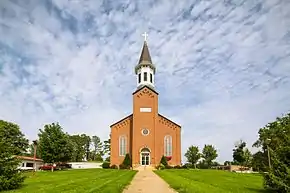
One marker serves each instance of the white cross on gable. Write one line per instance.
(145, 36)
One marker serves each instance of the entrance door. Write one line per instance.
(145, 157)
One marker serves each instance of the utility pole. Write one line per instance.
(269, 159)
(34, 157)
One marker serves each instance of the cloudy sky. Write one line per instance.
(223, 67)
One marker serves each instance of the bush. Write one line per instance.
(127, 161)
(177, 167)
(123, 167)
(114, 167)
(106, 165)
(160, 167)
(185, 166)
(163, 161)
(168, 167)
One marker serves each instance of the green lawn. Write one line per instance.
(80, 181)
(213, 181)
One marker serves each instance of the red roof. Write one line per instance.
(29, 158)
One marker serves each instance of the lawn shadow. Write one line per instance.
(258, 190)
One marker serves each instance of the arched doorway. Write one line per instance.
(145, 157)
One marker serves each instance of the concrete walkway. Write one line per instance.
(147, 181)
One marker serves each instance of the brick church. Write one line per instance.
(145, 134)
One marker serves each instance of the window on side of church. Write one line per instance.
(122, 145)
(167, 145)
(145, 76)
(139, 77)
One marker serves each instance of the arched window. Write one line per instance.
(167, 145)
(122, 145)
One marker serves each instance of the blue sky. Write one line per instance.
(223, 67)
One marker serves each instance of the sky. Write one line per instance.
(223, 67)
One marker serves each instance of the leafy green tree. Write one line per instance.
(275, 138)
(192, 155)
(239, 153)
(248, 157)
(87, 144)
(209, 153)
(227, 163)
(12, 142)
(98, 147)
(54, 144)
(107, 147)
(79, 151)
(31, 151)
(260, 161)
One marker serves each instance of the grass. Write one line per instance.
(80, 180)
(213, 181)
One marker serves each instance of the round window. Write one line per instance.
(145, 131)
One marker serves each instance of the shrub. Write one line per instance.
(114, 167)
(177, 167)
(168, 167)
(122, 167)
(106, 165)
(163, 161)
(160, 167)
(185, 166)
(127, 161)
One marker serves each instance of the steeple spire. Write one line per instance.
(145, 55)
(145, 70)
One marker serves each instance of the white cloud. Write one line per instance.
(222, 67)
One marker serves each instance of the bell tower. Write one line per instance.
(145, 70)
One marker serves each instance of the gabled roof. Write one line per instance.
(121, 120)
(145, 86)
(169, 120)
(28, 158)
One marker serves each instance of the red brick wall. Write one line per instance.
(157, 125)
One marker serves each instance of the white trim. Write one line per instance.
(168, 145)
(144, 148)
(143, 152)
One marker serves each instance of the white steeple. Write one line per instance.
(145, 70)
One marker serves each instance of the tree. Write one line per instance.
(192, 155)
(275, 139)
(227, 163)
(107, 147)
(248, 157)
(239, 153)
(12, 142)
(31, 151)
(260, 161)
(54, 144)
(209, 153)
(87, 144)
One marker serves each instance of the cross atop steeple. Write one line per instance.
(145, 35)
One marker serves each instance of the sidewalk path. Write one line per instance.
(147, 181)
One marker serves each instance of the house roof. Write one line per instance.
(28, 158)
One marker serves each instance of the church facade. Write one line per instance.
(145, 135)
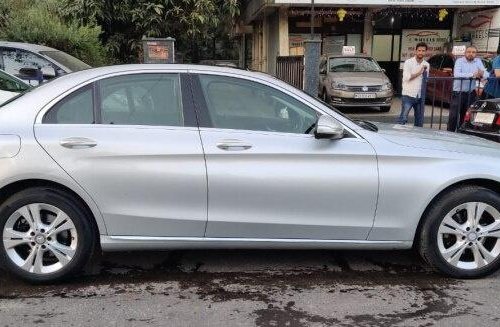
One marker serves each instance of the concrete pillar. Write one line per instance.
(264, 44)
(284, 47)
(312, 53)
(368, 32)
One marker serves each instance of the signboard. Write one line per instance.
(348, 50)
(459, 50)
(394, 2)
(435, 40)
(296, 43)
(158, 50)
(481, 28)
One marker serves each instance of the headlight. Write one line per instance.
(387, 87)
(338, 86)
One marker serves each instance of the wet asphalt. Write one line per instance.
(254, 288)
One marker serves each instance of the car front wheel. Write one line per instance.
(46, 235)
(461, 233)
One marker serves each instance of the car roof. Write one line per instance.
(26, 46)
(349, 56)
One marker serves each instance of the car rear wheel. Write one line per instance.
(46, 235)
(461, 233)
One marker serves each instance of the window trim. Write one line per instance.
(188, 107)
(68, 97)
(53, 64)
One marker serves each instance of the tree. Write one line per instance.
(39, 22)
(194, 23)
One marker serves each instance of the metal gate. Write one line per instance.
(290, 69)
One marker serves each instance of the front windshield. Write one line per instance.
(66, 60)
(353, 64)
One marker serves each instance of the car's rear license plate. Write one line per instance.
(364, 95)
(484, 118)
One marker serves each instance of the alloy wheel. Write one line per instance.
(469, 235)
(40, 238)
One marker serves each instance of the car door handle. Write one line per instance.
(233, 145)
(78, 143)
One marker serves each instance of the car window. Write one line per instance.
(76, 108)
(66, 60)
(142, 99)
(21, 64)
(240, 104)
(352, 64)
(8, 83)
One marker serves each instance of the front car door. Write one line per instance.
(132, 143)
(268, 177)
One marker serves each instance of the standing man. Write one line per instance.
(463, 90)
(413, 70)
(492, 89)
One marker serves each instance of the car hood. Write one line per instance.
(424, 138)
(359, 78)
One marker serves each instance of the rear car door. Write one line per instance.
(132, 143)
(268, 177)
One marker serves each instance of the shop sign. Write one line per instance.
(296, 43)
(348, 50)
(459, 50)
(435, 40)
(482, 28)
(394, 2)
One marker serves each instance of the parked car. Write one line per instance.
(24, 60)
(483, 119)
(10, 86)
(176, 156)
(354, 81)
(442, 65)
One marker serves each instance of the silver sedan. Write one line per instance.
(170, 156)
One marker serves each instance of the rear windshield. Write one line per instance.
(66, 60)
(11, 84)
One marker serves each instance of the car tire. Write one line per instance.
(458, 237)
(55, 233)
(324, 96)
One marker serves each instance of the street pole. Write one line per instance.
(312, 53)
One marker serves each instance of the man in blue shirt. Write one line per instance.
(492, 89)
(470, 69)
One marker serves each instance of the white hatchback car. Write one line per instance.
(176, 156)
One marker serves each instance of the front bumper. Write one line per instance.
(347, 99)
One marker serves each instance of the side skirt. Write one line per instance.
(129, 243)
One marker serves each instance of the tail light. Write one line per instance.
(468, 116)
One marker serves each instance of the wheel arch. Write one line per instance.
(482, 182)
(92, 212)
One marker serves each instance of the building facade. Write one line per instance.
(385, 29)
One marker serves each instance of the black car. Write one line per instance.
(483, 119)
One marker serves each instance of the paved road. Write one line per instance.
(254, 288)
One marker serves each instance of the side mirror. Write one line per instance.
(328, 128)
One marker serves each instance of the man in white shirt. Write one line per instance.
(413, 71)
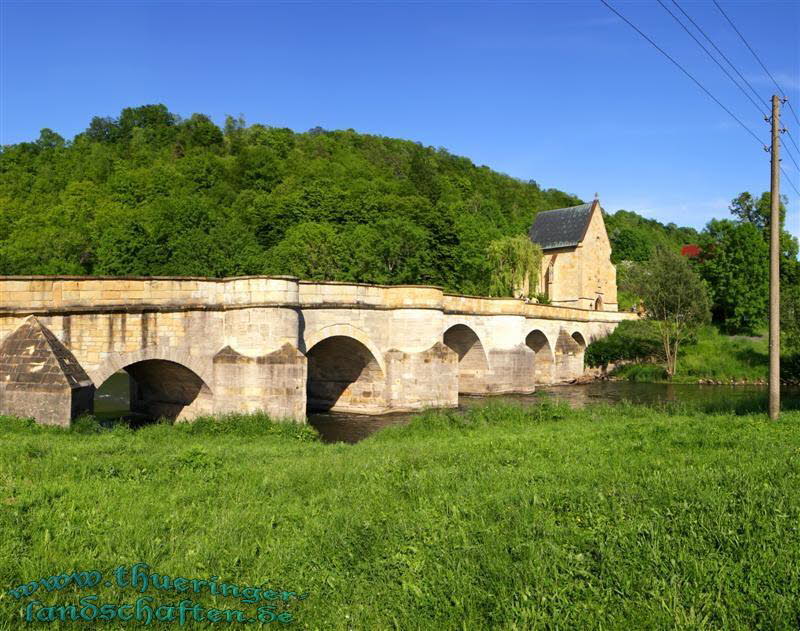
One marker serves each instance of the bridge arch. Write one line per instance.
(344, 374)
(569, 352)
(473, 361)
(544, 358)
(163, 383)
(344, 330)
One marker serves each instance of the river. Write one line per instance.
(111, 401)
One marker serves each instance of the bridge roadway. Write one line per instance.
(195, 346)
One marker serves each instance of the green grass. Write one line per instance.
(502, 518)
(714, 356)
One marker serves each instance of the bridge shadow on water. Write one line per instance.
(112, 404)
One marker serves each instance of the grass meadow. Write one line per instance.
(504, 517)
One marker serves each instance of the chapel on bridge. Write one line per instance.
(576, 267)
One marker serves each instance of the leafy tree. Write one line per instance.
(514, 264)
(735, 264)
(676, 299)
(48, 139)
(632, 340)
(147, 193)
(309, 250)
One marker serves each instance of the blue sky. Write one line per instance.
(561, 92)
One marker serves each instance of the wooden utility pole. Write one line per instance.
(774, 268)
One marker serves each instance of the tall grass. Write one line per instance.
(504, 517)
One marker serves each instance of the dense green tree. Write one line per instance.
(514, 264)
(675, 298)
(147, 193)
(735, 264)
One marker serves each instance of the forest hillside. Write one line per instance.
(149, 193)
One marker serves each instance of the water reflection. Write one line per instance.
(111, 402)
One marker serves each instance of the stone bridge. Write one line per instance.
(195, 346)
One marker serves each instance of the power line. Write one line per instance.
(788, 133)
(789, 153)
(710, 41)
(788, 179)
(750, 48)
(789, 103)
(714, 59)
(686, 72)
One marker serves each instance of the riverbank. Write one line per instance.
(715, 358)
(503, 517)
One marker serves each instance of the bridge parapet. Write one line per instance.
(331, 293)
(207, 345)
(36, 294)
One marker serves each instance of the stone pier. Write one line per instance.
(196, 346)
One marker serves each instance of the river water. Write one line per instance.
(111, 401)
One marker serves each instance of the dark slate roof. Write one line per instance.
(561, 228)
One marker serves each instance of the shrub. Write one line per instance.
(632, 340)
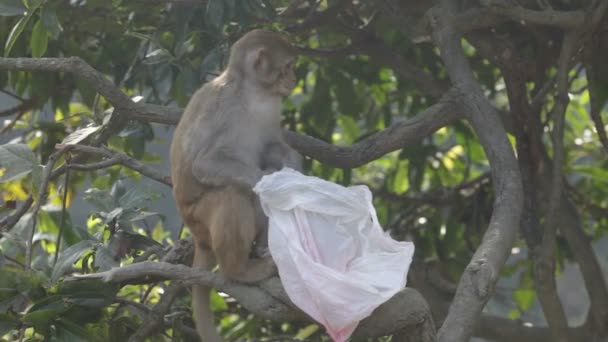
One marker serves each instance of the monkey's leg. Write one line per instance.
(233, 228)
(203, 258)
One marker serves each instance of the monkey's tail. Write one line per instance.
(201, 310)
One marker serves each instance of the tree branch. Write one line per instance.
(115, 158)
(549, 17)
(390, 139)
(480, 276)
(269, 300)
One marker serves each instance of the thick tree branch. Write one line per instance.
(405, 310)
(392, 138)
(549, 17)
(478, 280)
(115, 158)
(507, 330)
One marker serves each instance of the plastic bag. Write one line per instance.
(334, 260)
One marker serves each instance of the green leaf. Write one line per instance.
(11, 8)
(88, 292)
(15, 33)
(8, 322)
(69, 256)
(16, 161)
(104, 259)
(79, 135)
(101, 199)
(49, 18)
(306, 332)
(158, 56)
(40, 40)
(41, 319)
(71, 332)
(524, 298)
(214, 14)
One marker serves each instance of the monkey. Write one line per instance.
(227, 139)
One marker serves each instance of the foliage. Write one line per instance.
(437, 193)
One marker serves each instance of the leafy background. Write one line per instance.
(436, 193)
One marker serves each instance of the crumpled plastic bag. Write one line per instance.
(334, 260)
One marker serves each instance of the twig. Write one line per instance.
(97, 80)
(116, 158)
(40, 199)
(66, 184)
(563, 19)
(392, 138)
(9, 221)
(12, 123)
(544, 258)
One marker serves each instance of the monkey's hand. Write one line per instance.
(261, 252)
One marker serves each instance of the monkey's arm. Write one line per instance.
(294, 160)
(221, 169)
(277, 155)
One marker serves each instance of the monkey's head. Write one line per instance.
(265, 60)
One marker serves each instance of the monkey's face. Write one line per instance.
(286, 78)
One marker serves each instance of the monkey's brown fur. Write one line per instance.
(216, 158)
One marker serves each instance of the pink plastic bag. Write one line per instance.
(335, 261)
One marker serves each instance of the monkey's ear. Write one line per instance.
(259, 55)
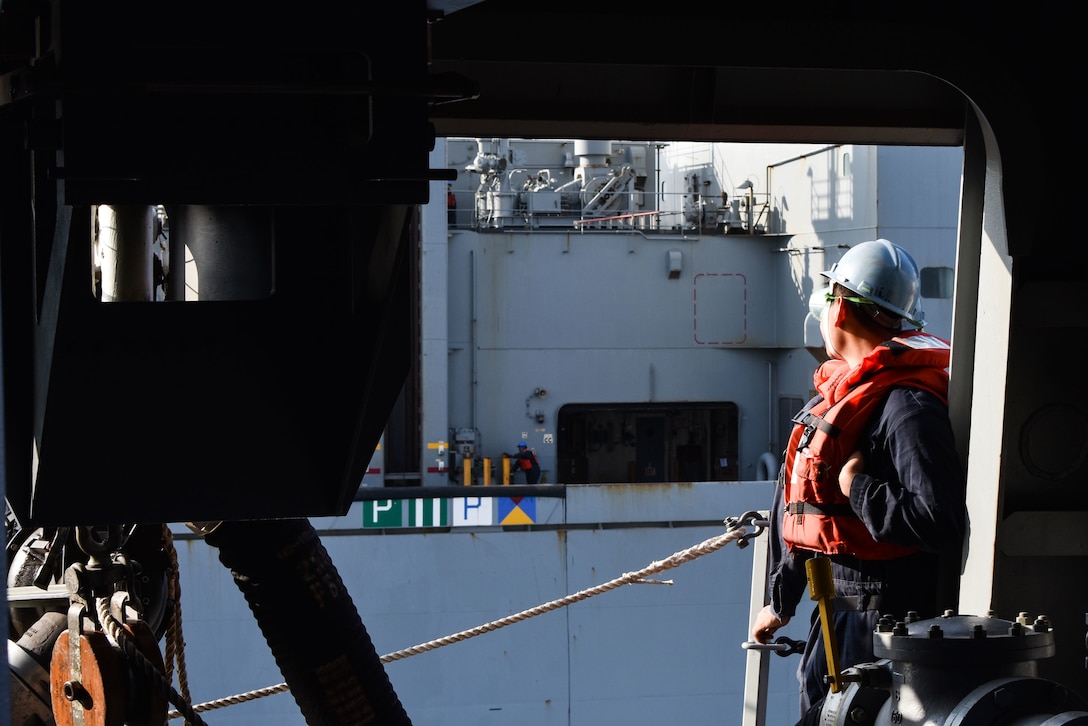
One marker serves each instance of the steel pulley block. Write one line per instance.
(103, 688)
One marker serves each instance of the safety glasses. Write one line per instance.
(821, 298)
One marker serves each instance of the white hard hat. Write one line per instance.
(886, 274)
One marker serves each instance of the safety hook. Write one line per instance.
(754, 519)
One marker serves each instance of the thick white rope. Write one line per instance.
(638, 577)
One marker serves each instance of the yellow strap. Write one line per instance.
(821, 589)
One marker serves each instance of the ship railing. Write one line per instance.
(630, 221)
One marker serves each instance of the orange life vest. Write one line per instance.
(818, 516)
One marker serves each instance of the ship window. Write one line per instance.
(936, 282)
(637, 443)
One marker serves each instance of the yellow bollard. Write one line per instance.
(821, 589)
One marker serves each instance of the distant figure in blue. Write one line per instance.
(526, 460)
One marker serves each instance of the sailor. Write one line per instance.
(870, 477)
(526, 459)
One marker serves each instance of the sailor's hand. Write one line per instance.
(766, 624)
(854, 466)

◆ ◆ ◆ ◆

Short exercise: Retype the rows above word for word, starting at the line that contains "One marker serves each instance of the thick white" and continuing through the last line of the rows, with both of those lines included.

Exercise answer:
One marker serves each instance of the thick white rope. Write one line per instance.
(638, 577)
One marker serves each instance of the yellow strap. Write one line per instance.
(821, 589)
One marker serves each instance of the ship railing. Write one line per instance.
(630, 221)
One marker serves each instance of the orange life vest. Write one line per instance.
(818, 516)
One marker serves each instance of the ship window. Write one line per instance.
(936, 282)
(637, 443)
One marker serves each instance of the yellow bollard. Write one line per instance.
(821, 589)
One marker serves each instance of the distant figure in blue. Write one line per instance.
(526, 460)
One marker serves each instance of the sailor. Write one line per instance.
(870, 477)
(526, 459)
One marker serves each instance of the sailor's hand. Write one line per instance.
(766, 624)
(854, 466)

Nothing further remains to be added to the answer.